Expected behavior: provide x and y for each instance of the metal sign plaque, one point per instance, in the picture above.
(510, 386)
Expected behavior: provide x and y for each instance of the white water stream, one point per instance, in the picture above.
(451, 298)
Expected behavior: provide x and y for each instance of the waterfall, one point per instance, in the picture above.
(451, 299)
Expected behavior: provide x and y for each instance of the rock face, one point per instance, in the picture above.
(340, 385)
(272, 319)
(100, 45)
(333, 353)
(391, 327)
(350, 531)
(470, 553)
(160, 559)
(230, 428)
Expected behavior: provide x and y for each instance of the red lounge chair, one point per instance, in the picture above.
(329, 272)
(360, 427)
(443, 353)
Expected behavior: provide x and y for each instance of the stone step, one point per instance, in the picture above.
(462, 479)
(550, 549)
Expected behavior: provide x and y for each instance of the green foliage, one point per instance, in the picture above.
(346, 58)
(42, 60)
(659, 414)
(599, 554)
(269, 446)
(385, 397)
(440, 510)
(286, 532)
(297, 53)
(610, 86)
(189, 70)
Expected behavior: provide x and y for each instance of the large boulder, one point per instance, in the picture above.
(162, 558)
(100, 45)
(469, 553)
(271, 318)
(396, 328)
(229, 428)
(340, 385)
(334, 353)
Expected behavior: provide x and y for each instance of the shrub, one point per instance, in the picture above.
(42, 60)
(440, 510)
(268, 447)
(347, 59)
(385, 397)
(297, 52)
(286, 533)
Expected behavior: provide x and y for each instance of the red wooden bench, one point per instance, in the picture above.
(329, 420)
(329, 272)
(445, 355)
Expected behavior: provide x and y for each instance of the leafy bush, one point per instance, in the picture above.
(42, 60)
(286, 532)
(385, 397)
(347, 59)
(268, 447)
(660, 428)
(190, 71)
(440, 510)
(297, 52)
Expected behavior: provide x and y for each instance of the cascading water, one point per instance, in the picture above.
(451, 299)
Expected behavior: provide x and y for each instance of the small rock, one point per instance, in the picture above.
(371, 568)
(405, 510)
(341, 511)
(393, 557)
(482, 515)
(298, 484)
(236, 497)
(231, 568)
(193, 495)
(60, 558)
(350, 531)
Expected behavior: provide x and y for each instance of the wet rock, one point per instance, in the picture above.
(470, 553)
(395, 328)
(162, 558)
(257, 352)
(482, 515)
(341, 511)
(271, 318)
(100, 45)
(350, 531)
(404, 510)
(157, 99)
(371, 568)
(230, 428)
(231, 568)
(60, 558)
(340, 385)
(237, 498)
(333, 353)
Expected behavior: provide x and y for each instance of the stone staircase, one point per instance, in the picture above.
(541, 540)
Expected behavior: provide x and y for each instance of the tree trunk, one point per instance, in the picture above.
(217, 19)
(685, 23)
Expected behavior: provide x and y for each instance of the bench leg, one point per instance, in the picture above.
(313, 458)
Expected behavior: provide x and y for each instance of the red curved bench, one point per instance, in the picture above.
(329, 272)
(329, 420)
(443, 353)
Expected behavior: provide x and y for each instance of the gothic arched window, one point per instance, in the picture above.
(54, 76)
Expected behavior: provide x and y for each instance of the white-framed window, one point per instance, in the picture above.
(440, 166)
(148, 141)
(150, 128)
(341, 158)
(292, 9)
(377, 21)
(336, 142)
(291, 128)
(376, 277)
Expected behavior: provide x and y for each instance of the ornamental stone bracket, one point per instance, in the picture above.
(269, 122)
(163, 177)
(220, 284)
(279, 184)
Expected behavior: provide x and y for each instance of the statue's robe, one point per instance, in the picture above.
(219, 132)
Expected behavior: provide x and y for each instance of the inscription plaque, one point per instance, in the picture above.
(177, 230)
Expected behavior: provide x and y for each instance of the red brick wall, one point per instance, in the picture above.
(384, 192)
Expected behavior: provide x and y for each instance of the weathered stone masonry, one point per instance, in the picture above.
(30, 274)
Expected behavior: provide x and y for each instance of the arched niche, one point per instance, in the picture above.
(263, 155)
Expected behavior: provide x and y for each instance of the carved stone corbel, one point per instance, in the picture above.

**Exercise objective**: Set all of the entries down again, exactly as they were given.

**Final answer**:
Expected behavior: provide x and y for each instance of the metal sign plaque, one point per instance, in the picture above.
(510, 386)
Expected behavior: provide x and y for each instance of the white water stream, one point per instance, in the picture above.
(451, 298)
Expected behavior: provide x and y for each instance of the waterfall, one point per instance, in the picture above.
(451, 299)
Expected behavior: provide x and y for each instance of the rock face, one point per instance, in the picture above.
(340, 385)
(272, 319)
(100, 45)
(333, 353)
(391, 327)
(350, 531)
(470, 553)
(160, 559)
(230, 428)
Expected behavior: provide x and y for each instance of the red lounge chair, one point per instance, in the picture above.
(329, 272)
(360, 427)
(443, 353)
Expected behavior: provide x and y for each instance of the stone step, one point per instance, in the picture above.
(462, 479)
(550, 549)
Expected behavior: provide x and y for each instance of the green foliage, one point per instance, in the picture above.
(346, 58)
(42, 60)
(659, 414)
(599, 554)
(269, 446)
(385, 397)
(440, 510)
(286, 532)
(297, 53)
(610, 86)
(189, 70)
Expected behavior: provide x and y for each instance of the large boulder, one point per instance, in the picture above.
(162, 558)
(100, 45)
(469, 553)
(271, 318)
(396, 328)
(229, 428)
(340, 385)
(334, 353)
Expected behavior: provide x and y for each instance of the shrub, one point per instance, in the picture above.
(42, 60)
(440, 510)
(268, 447)
(347, 59)
(385, 397)
(297, 52)
(286, 533)
Expected behavior: provide x and y for each instance of the red wooden bench, one point per instance, in the picture above.
(329, 420)
(329, 272)
(445, 355)
Expected behavior: provide x and y for each instance of the leafy bush, one point per instance, in the picture above.
(42, 60)
(286, 532)
(385, 397)
(347, 59)
(268, 447)
(660, 428)
(190, 71)
(440, 510)
(297, 52)
Expected behavior: provide x and y for each instance of the cascading water, one point per instance, in the picture above.
(451, 299)
Expected behavior: provide x and y for each instance of the small rock, one point per instance, in the picture above.
(371, 568)
(405, 510)
(341, 511)
(393, 557)
(482, 515)
(298, 484)
(236, 497)
(231, 568)
(193, 495)
(60, 558)
(350, 531)
Expected behavior: provide x and y for each instance of the wet rock, one point per instance, in the picture above.
(470, 553)
(395, 328)
(162, 558)
(257, 352)
(482, 515)
(341, 511)
(271, 318)
(100, 45)
(350, 531)
(404, 510)
(157, 99)
(371, 568)
(230, 428)
(231, 568)
(60, 558)
(340, 385)
(237, 498)
(333, 353)
Expected behavior: provide x and y for each instance of the stone staircase, one point per instance, in the picture above.
(541, 540)
Expected behavior: provide x and y for each instance of the tree trunk, one point per instance, in the picture above.
(217, 19)
(685, 23)
Expected behavior: provide x and y for each instance of the bench leg, one point per instance, in the picture above.
(313, 458)
Expected behavior: provide x and y for each instance of the red curved bench, one point per instance, in the picture above.
(329, 272)
(329, 420)
(443, 353)
Expected behavior: provide x and y for each instance of the gothic arched window, one point per instance, in the picture above.
(54, 76)
Expected behavior: provide x and y for each instance of the white-framed window, one point per instance, in the picture above.
(440, 166)
(148, 141)
(150, 128)
(341, 158)
(292, 9)
(377, 21)
(336, 142)
(291, 128)
(376, 277)
Expected behavior: provide x and y for each instance of the ornamental stone bracket, one point per instance, in the picture above.
(269, 122)
(163, 177)
(220, 284)
(279, 184)
Expected behavior: provide x and y for each instance of the statue's robe, one point per instance, in the picture above.
(219, 132)
Expected behavior: provide x and y for each instance of the inscription plaque, one point per instance, in the picture above.
(177, 230)
Expected behavior: provide x and y for each instance of the red brick wall, one point per instance, in the picture above.
(384, 192)
Expected behavior: provide x and y for each instance of the weathered stone masonry, one point per instance, in the picture above.
(30, 274)
Expected behavior: provide x and y for each instance of the arched niche, one point per instance, in the picture above.
(263, 155)
Expected behavior: provide x and y for each instance of the carved stone corbel, one point per instance, in the picture above.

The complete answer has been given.